**GEËXTRAHEERDE TEKST**

Toen mijn Tante Lena bij ons in huis kwam, werd de spanning bij ons in huis eigenlijk te groot. Angst en onzekerheid maakten dat mijn vader op een gegeven moment zei: “We gaan er allemaal aan”.
Ik denk dat mijn tante dat gehoord heeft want toen ik op een keer thuis kwam van school waren mijn tante en mijn neefje weg. Mijn moeder vertelde dat ze met de trein mee was. Ze had zich vrijwillig gemeld met de gedachte van: ‘Mijn man zit in Westerbork en heeft daar een baantje, dan zal het wel goed zijn.’ Hij had verstand van goud en zilver, hij moest in beslag genomen sieraden sorteren.
Naar het station
Ik ben toen naar het Centraal Station gegaan, met de tram. In die tijd kostte dat elf cent. Het was een zenuwentoestand, ik was helemaal gek van angst dat ik haar niet meer zou zien. Ik kon mij echt niet voorstellen dat ze weg zou gaan zonder mij gedag te zeggen. Ik kan mij dat nog steeds niet voorstellen. Op het station aangekomen, bleek de trein al weg te zijn.

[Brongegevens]
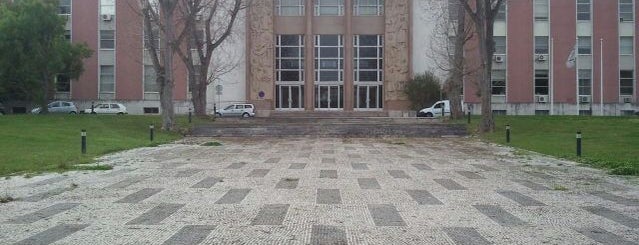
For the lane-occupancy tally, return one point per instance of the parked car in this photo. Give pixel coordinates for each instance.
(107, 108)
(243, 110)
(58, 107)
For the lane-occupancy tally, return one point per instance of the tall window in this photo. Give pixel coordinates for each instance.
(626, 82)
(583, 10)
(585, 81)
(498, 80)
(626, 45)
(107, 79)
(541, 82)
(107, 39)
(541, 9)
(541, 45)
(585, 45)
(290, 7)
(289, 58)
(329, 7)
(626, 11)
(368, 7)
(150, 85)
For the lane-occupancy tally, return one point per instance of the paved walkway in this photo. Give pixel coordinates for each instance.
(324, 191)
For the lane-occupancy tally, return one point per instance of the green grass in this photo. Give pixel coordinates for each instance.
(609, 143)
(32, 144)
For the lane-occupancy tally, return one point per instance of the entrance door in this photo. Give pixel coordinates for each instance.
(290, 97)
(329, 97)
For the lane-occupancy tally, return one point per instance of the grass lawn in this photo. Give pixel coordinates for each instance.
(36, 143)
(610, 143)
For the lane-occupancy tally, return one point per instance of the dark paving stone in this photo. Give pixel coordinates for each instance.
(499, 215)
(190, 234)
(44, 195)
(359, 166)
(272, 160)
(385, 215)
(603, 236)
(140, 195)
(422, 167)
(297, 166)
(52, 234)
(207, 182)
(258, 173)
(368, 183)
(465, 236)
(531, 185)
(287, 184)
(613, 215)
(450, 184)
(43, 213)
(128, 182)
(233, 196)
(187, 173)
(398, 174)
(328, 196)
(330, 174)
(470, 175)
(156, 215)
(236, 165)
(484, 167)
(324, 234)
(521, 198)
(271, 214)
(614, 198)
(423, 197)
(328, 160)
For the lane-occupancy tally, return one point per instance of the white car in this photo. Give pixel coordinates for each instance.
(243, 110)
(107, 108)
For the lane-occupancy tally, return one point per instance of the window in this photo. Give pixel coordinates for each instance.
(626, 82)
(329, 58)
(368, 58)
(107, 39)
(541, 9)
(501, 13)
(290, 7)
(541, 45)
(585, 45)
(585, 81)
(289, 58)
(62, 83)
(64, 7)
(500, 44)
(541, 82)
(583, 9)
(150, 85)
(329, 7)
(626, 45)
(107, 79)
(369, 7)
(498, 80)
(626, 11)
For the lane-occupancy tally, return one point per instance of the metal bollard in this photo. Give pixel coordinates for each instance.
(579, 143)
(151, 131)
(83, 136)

--

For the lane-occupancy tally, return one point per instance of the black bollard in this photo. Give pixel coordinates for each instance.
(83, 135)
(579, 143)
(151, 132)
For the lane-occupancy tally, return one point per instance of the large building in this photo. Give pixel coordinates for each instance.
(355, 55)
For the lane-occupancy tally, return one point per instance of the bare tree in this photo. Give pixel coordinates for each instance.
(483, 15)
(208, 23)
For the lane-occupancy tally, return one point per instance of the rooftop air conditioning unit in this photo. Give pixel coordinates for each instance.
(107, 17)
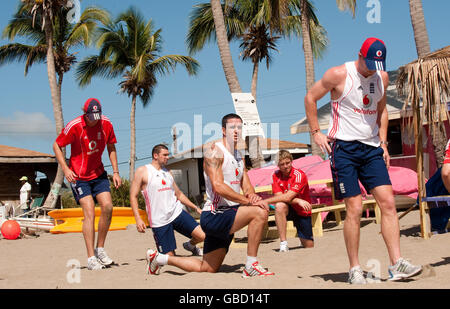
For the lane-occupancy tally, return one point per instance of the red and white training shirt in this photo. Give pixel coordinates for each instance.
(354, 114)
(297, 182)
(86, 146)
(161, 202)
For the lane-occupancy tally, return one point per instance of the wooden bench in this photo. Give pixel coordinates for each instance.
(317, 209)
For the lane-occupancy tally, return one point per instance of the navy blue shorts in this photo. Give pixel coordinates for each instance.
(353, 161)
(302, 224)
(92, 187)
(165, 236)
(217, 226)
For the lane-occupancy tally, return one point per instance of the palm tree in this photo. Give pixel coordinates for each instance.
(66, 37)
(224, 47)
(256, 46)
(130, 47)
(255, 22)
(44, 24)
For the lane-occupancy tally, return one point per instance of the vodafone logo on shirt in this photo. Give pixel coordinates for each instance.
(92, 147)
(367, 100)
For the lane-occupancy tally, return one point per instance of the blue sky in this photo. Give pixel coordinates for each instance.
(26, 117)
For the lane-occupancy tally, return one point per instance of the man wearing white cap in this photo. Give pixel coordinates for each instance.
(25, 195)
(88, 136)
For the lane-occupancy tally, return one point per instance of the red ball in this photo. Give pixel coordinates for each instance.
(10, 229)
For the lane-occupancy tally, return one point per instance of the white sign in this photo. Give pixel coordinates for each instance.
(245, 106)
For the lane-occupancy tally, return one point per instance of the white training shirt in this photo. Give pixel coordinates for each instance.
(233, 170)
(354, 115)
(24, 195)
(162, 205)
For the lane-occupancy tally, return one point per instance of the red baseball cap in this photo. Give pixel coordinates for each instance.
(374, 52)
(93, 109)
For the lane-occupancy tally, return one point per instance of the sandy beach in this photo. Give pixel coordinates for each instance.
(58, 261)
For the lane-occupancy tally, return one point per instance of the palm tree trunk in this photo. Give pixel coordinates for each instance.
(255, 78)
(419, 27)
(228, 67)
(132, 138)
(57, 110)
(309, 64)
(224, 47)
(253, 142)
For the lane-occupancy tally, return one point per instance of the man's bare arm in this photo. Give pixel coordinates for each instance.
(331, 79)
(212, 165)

**OPDRACHT 1**
Noem alle familieleden van de verteller die in de tekst over Tante Lena voorkomen.
**OPDRACHT 2**
Geef uit de tekst over Tante Lena letterlijk het deel weer dat opent met de woorden waarin "Toen mijn Tante" staat en afsluit met "genomen sieraden sorteren.".

**UITWERKING 1**
Tante Lena, vader, neefje, moeder, de man van Tante Lena

**UITWERKING 2**
Toen mijn Tante Lena bij ons in huis kwam, werd de spanning bij ons in huis eigenlijk te groot. Angst en onzekerheid maakten dat mijn vader op een gegeven moment zei: “We gaan er allemaal aan”.
Ik denk dat mijn tante dat gehoord heeft want toen ik op een keer thuis kwam van school waren mijn tante en mijn neefje weg. Mijn moeder vertelde dat ze met de trein mee was. Ze had zich vrijwillig gemeld met de gedachte van: ‘Mijn man zit in Westerbork en heeft daar een baantje, dan zal het wel goed zijn.’ Hij had verstand van goud en zilver, hij moest in beslag genomen sieraden sorteren.